- 短い課題 A -
兄友5巻の感想記事によると、まいの親戚のお寺が参加するイベントは何ですか。
- 短い課題 B -
兄友5巻の感想記事で、直後の括弧内に読みがなが添えられている語をすべて挙げてください。
- 短い課題 C -
兄友5巻の感想記事のうち、「解が誤解を5回は招いているんじゃないかと思う 5巻。」から「共通して交流を持つ人が多い。」までを、両端を含めてそのまま書き写してください。

===== ページ本文

《漫画》宇宙へポーイ!《小説》

少女漫画と小説の感想ブログです

壁越し、布越し。新生活様式でも通用する少女漫画の新たな イチャラブの形。

兄友 5 (花とゆめコミックス)
赤瓦 もどむ(あかがわら もどむ)
兄友(あにとも)
第05巻評価:★★★☆(7点)
  総合評価:★★★☆(7点)
 

まいの親戚のお寺が参加する、B級グルメフェスの手伝いをすることになったまい、雪紘、西野さん。雪紘&西野さんのイケメンパワーで売り上げ好調♪しかしその最中、思わぬ珍客…。西野さんのお父さんと知らないまま、まいが遭遇…!そこへ加賀も合流し…!?混迷&混乱の壁ごし&つつ抜けLOVE第5巻!

簡潔完結感想文

  • B級グルメフェス。本書に登場する女性のモブキャラは人を顔だけで判断する生き物(笑)
  • 父帰る。助けた紳士は あの人の父親。久々の親子の対面を円満にしようとする まいだが…。
  • 退路を断つ。西野の気持ちも考えないまま親族のイベントに参加させていたことに気づき…。

解が誤解を5回は招いているんじゃないかと思う 5巻。

さて物語は『4巻』の前半で大きな山を越えて、
その後、エピソードゼロ的な短編が続いてからの通常営業に戻ってきました。

主人公・まい と恋人・西野(にしの)の2人の関係は2人のペースで進展していく。

このカップル、他の少女漫画のカップルに比べて、『5巻』時点でも2人が共通して交流を持つ人が多い。
まい の兄・雪紘(ゆきひろ)や両親・親族、西野の妹の秋(あき)や従弟・加賀(かが)などなど。

交際から数か月(多分)で、かなりお互いの血縁関係を把握している。
頻繁に両家を行き来して、まい たち七瀬(ななせ)家のイベント事にも、西野は助っ人として顔を出す。
それもこれも健全な交際のなせる業(わざ)か。

『5巻』で登場する新キャラも親戚縁者からの出演である。

==========
===== データ行

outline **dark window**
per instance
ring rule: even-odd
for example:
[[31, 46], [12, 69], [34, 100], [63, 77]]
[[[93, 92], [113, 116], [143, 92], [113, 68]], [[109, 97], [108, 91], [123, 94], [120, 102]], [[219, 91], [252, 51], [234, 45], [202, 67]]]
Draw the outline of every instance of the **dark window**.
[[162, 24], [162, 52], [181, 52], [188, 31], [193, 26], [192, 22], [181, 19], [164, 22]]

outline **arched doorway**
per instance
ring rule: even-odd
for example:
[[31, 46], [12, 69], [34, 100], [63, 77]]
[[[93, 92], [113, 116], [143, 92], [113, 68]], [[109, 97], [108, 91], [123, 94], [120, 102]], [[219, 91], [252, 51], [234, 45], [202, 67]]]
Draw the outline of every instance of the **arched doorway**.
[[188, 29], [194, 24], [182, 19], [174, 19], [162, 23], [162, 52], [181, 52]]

==========
===== データ行

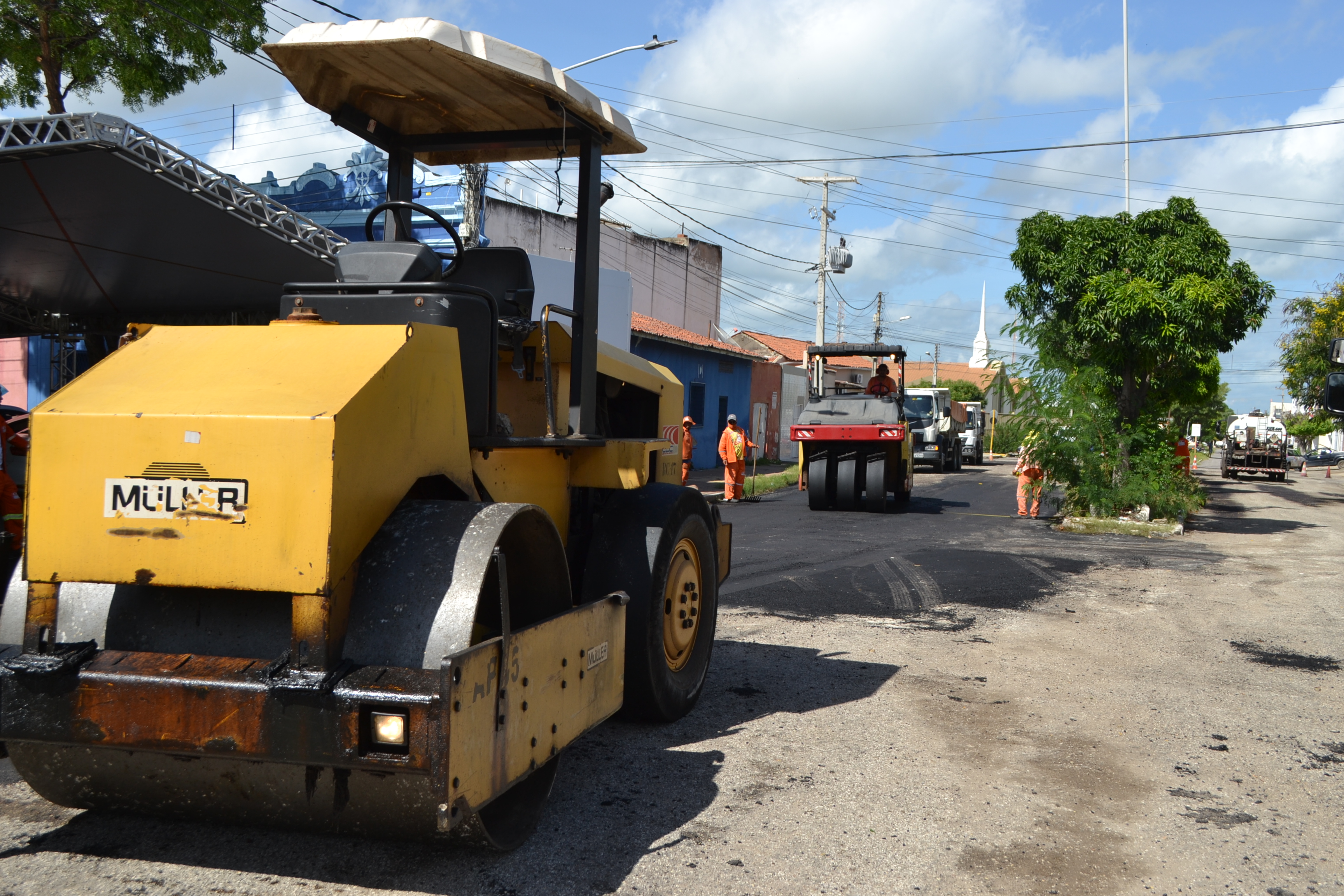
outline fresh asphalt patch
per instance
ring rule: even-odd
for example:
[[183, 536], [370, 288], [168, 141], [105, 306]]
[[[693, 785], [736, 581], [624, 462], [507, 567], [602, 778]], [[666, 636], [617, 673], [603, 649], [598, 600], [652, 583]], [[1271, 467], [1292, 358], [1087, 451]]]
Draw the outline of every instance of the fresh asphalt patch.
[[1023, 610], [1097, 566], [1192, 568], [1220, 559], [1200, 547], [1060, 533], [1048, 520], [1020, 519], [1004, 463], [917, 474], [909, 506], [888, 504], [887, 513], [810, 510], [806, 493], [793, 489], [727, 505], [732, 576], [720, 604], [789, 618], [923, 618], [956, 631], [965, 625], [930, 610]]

==========

- 回答 A -
B級グルメフェス

- 回答 B -
赤瓦 もどむ、兄友、西野、雪紘、秋、加賀、七瀬、業

- 回答 C -
解が誤解を5回は招いているんじゃないかと思う 5巻。

さて物語は『4巻』の前半で大きな山を越えて、
その後、エピソードゼロ的な短編が続いてからの通常営業に戻ってきました。

主人公・まい と恋人・西野(にしの)の2人の関係は2人のペースで進展していく。

このカップル、他の少女漫画のカップルに比べて、『5巻』時点でも2人が共通して交流を持つ人が多い。